Passage shown
○ ○ ○ ○ ○ ○ ○
United States District Court, Seventh Circuit

September 23, 2013

ATRELLA REYNOLDS, Plaintiff,
v.
AAA AUTO CLUB ENTERPRISES, Defendant.

MEMORANDUM & ORDER

DAVID R. HERNDON, Chief District Judge.

This matter comes before the Court for purposes of case management. On August 9, 2013, the Court entered an Order and Notice, informing Reynolds of the need to properly respond to ACMO's motion to dismiss, converted by this Court into a Rule 56 motion for summary judgment (Doc. 77), by September 9, 2013. The Court attached a copy of Rule 56 to its Order and Notice and informed Reynolds that failure to respond to the evidence presented in support of ACMO's motion for summary judgment with evidence of her own may result in the dismissal of her case with prejudice in favor of ACMO.
○ ○ ○ ○ ○ ○ ○
Entries

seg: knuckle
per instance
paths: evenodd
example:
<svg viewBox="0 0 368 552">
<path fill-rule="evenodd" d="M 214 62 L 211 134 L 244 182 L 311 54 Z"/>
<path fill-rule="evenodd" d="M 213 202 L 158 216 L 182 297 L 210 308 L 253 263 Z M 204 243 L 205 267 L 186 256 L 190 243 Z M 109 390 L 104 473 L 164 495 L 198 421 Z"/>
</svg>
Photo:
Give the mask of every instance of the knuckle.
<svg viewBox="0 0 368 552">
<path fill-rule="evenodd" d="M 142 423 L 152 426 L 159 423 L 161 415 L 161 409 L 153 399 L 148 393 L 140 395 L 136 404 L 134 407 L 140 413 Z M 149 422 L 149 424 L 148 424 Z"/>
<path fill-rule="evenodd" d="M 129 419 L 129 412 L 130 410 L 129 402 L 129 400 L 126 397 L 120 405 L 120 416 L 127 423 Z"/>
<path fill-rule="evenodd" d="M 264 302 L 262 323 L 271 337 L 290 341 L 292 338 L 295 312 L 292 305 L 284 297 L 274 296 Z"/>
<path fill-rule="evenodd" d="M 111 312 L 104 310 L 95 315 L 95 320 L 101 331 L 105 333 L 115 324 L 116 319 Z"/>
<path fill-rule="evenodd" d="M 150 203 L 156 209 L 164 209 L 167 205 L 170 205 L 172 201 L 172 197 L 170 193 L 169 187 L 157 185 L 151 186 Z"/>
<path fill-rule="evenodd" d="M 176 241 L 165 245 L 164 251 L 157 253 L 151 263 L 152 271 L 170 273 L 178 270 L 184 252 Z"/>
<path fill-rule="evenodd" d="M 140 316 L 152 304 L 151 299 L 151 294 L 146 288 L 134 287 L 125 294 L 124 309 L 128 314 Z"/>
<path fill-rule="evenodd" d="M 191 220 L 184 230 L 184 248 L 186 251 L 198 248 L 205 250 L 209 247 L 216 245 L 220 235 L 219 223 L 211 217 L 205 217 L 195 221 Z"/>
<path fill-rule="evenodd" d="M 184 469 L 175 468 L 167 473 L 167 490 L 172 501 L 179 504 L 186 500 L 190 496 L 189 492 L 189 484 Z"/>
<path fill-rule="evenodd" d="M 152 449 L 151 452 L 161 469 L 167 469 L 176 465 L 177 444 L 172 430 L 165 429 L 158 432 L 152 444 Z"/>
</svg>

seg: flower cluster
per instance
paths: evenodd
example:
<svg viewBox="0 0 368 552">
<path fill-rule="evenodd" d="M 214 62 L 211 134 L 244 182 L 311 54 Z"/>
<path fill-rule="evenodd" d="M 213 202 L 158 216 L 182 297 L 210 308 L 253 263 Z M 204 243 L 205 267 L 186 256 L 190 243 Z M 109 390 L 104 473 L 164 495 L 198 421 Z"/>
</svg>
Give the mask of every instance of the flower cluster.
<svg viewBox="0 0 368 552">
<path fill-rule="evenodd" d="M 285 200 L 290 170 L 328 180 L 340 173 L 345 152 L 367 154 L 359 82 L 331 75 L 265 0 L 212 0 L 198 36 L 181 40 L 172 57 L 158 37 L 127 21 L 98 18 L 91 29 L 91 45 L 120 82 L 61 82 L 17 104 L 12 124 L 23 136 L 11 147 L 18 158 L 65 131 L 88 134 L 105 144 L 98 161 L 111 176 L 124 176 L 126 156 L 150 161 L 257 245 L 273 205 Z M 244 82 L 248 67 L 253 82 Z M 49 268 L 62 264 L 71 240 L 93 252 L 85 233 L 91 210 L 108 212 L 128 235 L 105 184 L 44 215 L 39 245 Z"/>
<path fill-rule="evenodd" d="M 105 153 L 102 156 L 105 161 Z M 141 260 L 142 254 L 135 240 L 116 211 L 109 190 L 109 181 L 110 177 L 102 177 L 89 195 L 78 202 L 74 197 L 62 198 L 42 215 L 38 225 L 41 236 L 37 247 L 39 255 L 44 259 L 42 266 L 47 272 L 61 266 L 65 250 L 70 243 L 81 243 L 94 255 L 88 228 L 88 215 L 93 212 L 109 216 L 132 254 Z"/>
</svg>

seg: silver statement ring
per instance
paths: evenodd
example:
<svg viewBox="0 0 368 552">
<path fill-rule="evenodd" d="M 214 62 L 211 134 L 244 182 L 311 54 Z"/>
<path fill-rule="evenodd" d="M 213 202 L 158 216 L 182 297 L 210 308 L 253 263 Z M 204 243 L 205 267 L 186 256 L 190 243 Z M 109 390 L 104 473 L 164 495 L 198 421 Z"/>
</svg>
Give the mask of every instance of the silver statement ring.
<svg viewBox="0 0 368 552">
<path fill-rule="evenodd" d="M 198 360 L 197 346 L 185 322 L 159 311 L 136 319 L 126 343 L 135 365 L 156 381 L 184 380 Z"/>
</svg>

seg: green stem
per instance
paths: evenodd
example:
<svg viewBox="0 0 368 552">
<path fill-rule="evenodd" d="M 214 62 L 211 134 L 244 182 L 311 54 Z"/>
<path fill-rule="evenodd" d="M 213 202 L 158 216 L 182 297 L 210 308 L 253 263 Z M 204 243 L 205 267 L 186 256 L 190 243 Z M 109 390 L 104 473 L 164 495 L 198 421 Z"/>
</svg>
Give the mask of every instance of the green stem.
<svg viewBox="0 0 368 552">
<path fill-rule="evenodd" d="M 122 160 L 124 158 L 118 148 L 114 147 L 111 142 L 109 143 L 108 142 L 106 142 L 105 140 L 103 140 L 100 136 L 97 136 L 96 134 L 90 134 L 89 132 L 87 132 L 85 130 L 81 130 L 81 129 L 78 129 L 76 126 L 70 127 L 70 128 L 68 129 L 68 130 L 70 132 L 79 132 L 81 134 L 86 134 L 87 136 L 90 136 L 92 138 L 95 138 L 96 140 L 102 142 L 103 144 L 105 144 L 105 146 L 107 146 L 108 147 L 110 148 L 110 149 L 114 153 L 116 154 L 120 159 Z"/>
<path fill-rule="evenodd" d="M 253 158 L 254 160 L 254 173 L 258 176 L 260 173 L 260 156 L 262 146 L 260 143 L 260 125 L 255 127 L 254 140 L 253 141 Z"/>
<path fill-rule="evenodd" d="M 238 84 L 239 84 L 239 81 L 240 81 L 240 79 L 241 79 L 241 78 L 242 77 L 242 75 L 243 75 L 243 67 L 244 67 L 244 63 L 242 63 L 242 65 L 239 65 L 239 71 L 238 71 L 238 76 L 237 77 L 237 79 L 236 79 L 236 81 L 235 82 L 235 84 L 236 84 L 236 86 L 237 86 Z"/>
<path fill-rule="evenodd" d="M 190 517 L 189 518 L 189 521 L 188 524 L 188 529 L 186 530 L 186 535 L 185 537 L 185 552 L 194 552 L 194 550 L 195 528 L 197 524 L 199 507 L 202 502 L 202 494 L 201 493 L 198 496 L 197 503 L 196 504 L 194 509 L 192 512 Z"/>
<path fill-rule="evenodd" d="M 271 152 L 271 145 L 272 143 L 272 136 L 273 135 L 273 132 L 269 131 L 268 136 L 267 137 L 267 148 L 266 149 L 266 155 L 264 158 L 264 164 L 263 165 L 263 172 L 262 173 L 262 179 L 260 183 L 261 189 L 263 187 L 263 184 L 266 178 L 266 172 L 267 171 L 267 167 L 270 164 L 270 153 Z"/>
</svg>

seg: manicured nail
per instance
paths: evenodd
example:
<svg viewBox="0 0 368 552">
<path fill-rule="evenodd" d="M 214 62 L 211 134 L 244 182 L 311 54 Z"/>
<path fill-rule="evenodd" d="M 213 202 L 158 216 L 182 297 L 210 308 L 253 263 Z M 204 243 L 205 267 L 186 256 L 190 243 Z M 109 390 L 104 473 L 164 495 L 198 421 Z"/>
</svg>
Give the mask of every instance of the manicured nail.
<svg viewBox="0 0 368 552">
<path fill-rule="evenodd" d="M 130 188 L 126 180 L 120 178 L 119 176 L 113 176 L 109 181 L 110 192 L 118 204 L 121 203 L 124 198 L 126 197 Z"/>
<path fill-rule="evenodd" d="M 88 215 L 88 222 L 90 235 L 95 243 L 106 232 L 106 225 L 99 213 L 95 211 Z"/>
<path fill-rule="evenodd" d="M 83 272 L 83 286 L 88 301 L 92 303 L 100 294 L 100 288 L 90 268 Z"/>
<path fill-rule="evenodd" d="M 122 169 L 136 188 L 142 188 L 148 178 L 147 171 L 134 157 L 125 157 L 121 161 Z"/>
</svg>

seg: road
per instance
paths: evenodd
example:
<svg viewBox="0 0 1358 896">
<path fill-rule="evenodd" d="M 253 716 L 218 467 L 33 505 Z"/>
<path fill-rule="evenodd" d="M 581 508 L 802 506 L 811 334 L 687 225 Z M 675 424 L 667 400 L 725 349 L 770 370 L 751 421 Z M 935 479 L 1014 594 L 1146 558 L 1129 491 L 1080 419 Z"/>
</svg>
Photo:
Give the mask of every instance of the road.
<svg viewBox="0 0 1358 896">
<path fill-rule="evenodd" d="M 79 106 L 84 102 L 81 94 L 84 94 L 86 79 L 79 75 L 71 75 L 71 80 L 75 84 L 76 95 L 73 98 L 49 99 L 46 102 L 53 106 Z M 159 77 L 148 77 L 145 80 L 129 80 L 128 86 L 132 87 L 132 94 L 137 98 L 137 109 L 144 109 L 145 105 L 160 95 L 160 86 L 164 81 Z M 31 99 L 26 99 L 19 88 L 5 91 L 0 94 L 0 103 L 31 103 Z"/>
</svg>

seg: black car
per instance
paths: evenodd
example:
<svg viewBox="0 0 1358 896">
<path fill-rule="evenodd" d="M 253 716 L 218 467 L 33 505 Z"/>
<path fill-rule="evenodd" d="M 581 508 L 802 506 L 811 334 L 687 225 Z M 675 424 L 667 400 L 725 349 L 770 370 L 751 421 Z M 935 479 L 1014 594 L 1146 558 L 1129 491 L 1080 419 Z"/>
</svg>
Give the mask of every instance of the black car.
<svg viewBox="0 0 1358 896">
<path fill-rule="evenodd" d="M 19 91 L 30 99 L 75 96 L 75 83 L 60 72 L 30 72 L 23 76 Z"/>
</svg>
○ ○ ○ ○ ○ ○ ○
What this exercise asks
1) In the court order, by what date was Reynolds told to respond to ACMO's motion?
2) Extend the court order, picking up after its final sentence.
These rows have nothing to do with the court order.

Exercise answers
1) September 9, 2013.

2)
On August 14, 2013, Reynolds filed what the Court would characterize as a sur-reply brief to ACMO's motion (which under normal circumstances are never allowed under this district's local rules) (Doc. 100). While Reynolds perhaps was under the impression that her sur-reply properly addressed ACMO's assertions within the parameters of Rule 56, it does not. She does not attach affidavits or other documentary evidence in contradiction of ACMO's assertions. The Court's Order and Notice (Doc. 98) was sent to Reynolds on August 12, 2013. Thus, in an abundance of caution, in light of Reynolds' pro se status and the possibility that the Court's Order and Notice (Doc. 98) crossed in the mail with Reynolds' sur-reply (Doc. 100), the Court allows Reynolds an additional 30 days, up to and including October 23, 2013, to respond to ACMO's motion to dismiss, converted by this Court into a Rule 56 motion for summary judgment (Doc. 77). Thus, Reynolds is afforded another opportunity to counter ACMO's assertions by way of affidavit or other evidence, provided of course such evidence is submitted in good faith.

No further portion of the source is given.